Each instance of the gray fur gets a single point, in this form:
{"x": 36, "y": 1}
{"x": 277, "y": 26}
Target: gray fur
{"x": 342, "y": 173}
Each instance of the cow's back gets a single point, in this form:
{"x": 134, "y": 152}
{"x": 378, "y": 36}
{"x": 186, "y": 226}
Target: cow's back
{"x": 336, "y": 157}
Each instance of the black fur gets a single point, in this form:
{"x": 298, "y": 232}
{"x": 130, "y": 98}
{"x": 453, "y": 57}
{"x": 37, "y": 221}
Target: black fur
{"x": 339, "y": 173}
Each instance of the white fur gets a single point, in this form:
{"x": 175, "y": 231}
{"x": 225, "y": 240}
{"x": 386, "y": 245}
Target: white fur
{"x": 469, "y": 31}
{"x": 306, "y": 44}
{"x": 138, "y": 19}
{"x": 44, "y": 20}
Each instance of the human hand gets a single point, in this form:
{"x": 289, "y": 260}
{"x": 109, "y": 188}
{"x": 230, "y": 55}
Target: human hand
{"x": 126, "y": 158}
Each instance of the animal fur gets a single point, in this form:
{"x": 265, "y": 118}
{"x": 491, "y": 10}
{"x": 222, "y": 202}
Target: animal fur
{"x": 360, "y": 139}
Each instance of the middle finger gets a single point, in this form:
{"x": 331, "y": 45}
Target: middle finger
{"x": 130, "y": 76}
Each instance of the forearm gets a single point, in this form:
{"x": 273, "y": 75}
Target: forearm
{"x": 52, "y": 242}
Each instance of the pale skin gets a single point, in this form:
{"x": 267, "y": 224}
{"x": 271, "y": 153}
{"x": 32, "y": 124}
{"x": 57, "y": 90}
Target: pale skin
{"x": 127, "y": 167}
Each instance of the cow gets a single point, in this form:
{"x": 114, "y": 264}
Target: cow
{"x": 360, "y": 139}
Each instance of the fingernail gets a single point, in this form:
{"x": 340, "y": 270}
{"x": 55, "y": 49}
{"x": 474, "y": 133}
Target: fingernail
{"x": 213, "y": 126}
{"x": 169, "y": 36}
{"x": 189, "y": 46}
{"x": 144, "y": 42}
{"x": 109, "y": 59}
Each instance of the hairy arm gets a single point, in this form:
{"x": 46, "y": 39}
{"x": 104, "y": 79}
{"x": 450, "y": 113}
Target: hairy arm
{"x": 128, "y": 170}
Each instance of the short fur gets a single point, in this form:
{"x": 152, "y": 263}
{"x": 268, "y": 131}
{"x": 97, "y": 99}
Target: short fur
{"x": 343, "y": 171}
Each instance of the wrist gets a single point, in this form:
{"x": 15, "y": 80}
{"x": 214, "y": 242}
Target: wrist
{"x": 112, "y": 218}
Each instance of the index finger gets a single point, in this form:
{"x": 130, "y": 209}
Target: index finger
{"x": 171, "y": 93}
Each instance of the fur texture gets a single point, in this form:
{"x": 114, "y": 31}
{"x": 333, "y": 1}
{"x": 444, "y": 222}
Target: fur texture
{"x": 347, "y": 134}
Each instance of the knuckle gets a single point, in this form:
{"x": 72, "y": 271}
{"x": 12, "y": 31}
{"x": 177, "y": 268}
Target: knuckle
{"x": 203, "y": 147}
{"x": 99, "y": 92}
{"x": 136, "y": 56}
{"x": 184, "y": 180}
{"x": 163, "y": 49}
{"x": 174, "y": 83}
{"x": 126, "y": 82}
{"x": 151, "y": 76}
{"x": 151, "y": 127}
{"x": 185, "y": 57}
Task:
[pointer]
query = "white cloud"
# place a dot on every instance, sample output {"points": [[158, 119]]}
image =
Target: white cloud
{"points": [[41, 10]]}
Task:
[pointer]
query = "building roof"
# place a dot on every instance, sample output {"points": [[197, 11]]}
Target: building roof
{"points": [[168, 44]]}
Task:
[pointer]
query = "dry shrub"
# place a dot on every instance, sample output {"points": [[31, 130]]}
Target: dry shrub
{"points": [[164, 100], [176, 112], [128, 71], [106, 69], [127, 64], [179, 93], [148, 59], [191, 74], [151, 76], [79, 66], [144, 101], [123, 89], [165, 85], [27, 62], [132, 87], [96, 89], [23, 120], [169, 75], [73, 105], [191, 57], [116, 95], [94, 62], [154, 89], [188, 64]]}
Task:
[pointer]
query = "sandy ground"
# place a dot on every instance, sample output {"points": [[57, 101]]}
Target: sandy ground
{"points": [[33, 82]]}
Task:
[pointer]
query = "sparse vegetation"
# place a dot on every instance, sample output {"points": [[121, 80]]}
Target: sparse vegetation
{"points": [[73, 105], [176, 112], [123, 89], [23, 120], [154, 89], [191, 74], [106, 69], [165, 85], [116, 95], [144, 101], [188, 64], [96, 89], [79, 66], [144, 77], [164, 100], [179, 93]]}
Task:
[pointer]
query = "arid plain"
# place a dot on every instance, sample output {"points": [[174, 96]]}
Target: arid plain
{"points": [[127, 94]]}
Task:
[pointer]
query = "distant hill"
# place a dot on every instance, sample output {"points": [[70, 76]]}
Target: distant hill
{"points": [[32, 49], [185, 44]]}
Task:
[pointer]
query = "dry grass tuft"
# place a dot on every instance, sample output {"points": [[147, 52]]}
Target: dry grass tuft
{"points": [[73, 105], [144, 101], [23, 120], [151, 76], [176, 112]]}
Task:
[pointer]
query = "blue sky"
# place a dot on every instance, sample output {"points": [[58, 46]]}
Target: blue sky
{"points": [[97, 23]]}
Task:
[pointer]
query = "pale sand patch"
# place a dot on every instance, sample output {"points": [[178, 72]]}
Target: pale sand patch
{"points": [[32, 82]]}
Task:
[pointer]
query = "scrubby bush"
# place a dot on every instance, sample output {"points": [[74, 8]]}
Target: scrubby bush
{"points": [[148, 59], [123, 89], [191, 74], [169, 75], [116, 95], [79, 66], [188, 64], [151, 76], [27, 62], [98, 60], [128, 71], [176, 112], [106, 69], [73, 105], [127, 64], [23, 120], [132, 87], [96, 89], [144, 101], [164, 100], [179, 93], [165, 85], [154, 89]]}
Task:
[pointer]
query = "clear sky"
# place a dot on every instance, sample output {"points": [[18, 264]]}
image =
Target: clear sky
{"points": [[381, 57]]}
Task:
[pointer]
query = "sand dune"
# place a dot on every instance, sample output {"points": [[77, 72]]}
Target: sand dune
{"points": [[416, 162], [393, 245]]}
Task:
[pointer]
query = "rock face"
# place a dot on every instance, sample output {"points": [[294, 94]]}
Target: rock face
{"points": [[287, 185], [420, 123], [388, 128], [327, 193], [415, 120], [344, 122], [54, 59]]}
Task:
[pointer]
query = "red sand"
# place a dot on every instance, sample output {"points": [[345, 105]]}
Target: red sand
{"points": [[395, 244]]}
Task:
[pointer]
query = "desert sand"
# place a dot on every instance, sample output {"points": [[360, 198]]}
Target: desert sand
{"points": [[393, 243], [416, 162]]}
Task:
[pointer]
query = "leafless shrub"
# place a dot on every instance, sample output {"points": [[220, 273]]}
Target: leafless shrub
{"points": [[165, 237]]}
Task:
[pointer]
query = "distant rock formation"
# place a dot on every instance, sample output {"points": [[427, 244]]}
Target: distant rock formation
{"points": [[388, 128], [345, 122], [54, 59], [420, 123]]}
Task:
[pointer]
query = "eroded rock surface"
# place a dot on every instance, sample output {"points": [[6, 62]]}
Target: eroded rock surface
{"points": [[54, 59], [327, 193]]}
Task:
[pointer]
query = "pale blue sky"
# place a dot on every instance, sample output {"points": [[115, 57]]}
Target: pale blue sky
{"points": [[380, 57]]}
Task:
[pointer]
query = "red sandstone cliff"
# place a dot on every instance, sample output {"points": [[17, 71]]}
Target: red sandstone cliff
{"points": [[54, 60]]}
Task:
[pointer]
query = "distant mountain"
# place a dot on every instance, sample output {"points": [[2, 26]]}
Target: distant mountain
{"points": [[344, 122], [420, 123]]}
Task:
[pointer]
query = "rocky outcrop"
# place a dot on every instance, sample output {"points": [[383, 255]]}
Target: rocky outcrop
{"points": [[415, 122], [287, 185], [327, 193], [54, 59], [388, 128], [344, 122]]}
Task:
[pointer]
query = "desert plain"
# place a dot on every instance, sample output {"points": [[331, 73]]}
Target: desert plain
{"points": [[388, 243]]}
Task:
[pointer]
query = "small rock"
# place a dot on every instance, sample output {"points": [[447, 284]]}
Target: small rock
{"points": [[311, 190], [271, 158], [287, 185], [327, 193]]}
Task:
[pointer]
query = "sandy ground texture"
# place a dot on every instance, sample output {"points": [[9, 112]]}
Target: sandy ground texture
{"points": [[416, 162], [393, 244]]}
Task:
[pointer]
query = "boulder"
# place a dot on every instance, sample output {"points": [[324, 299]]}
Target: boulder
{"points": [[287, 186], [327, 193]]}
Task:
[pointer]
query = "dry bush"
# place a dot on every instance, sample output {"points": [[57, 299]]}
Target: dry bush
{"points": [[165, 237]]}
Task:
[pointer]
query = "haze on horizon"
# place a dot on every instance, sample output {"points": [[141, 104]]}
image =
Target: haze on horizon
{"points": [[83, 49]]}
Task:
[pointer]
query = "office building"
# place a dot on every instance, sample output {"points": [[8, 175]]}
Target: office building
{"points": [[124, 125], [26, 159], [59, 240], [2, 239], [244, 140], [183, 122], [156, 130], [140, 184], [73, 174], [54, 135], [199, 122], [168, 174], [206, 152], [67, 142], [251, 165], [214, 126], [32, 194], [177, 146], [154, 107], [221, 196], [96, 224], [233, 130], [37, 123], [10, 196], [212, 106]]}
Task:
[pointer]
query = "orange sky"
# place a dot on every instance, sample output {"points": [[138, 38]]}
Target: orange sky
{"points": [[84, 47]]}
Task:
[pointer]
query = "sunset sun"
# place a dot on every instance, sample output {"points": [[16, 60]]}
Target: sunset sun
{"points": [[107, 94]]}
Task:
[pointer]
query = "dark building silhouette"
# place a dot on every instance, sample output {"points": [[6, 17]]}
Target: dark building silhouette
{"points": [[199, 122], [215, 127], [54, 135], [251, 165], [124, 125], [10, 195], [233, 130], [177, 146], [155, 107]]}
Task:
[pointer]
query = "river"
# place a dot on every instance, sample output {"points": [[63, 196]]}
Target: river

※

=== Task goal ===
Show every line of the listing above that contains the string "hand".

=== Reply to the exercise ===
Each instance of the human hand gets a single point, in this form:
Target: human hand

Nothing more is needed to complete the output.